◆ QUOTED PASSAGE ◆
--- Begin ---

What better way to honor our nation’s veterans than with a multiplicity of celebratory events? We are concluding an almost perfect week by reviewing stolen documents from traitor Edward Snowden, listening to the betraying loose lips of former Navy SEAL Robert O’Neill brag about killing Osama bin Laden and attending a star-studded concert on the Washington Mall featuring misogynistic rapper Eminem curse throughout his freestyle rap verses during the final songs of the holiday evening. It was nearly the perfect way to honor our fathers and mothers, sons and daughters, neighbors, friends, cousins, aunts and uncles or sisters and brothers who butchered their psyches, forfeited their limbs and sacrificed their existences for our freedom. A more perfect week might have included a protestor burning an American flag on the U.S. Capitol lawn.

--- End ---

◆ EXERCISE DETAILS ◆
Extend the sarcastic commentary on how the nation marked Veterans Day week, picking up right after its final sentence.

◆ STORED RECORDS ◆
--- Begin ---

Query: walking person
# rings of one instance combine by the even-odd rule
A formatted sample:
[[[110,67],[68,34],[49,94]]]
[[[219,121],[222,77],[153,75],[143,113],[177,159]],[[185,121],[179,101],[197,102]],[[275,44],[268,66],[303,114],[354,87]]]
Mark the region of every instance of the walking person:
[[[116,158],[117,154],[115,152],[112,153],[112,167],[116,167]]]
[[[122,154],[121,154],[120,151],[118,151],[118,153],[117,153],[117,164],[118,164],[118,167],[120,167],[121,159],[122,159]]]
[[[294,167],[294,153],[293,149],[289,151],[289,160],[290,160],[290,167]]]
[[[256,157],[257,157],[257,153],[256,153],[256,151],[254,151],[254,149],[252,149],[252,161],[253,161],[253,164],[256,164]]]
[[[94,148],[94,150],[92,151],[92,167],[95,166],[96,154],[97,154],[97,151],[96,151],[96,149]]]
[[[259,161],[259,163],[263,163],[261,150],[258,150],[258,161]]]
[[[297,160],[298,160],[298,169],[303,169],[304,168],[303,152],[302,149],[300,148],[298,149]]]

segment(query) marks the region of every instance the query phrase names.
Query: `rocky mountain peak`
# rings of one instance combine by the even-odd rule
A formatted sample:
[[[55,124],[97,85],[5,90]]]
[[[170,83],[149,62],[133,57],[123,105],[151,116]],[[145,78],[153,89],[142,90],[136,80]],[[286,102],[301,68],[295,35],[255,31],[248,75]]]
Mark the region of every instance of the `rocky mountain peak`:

--- End ---
--- Begin ---

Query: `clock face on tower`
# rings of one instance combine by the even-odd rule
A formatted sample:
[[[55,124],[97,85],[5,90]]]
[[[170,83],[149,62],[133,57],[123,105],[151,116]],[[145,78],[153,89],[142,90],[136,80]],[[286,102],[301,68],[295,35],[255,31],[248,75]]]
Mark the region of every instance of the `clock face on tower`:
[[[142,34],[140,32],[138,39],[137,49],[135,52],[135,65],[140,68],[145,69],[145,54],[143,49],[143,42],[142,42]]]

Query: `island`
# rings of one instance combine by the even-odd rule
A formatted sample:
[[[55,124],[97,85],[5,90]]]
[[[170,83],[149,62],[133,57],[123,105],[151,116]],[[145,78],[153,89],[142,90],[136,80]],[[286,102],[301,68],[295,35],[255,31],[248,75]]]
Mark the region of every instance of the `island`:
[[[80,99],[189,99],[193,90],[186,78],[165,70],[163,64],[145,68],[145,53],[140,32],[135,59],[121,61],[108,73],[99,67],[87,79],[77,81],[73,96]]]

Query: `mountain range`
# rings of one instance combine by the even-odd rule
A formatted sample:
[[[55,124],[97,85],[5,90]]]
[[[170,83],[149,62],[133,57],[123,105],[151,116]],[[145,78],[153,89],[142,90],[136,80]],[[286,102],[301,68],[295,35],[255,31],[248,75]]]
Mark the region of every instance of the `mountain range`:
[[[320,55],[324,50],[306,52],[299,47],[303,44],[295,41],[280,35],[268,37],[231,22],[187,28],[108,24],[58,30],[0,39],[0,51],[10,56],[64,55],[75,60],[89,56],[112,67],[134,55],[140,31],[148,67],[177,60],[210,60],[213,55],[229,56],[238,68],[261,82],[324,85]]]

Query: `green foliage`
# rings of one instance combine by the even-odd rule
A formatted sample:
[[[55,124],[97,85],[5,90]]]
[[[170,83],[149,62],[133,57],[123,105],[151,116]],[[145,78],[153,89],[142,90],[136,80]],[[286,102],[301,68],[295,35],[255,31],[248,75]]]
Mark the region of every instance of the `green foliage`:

--- End ---

◆ RESULT ◆
Our nation is the envy of the globe simply because our governing system tolerates the unthinkable: equality, dissent, expression and existence. From our founding days through yesterday, our citizenry has been a diverse mix of thought and expression braided together through conflict and consensus. We are further at our best when our service members act honorably at all times. My father — a Fifth Army, Corp II sergeant who served in World War II with Gen. George S. Patton in Northern Africa and ultimately fought for three bloody months on the Anzio beachhead in Italy — oftentimes would simply curl his lips and raise his eyebrows at disagreeable encounters.

My dad would have appreciated the HBO, Starbucks and Chase Corp. sponsored first-of-its-kind Concert for Valor. He would have appreciated the concert’s intent to raise awareness for issues affecting veterans for he often suffered the effects of war quietly after his tour of duty. However, he would have been appalled at Eminem’s obscene language and lyrical messages like punching singer Lana Del Ray in the face “like Ray Rice.” Yet, my father always took pride in noting that Eminem’s singing style could only occur because of my father’s service.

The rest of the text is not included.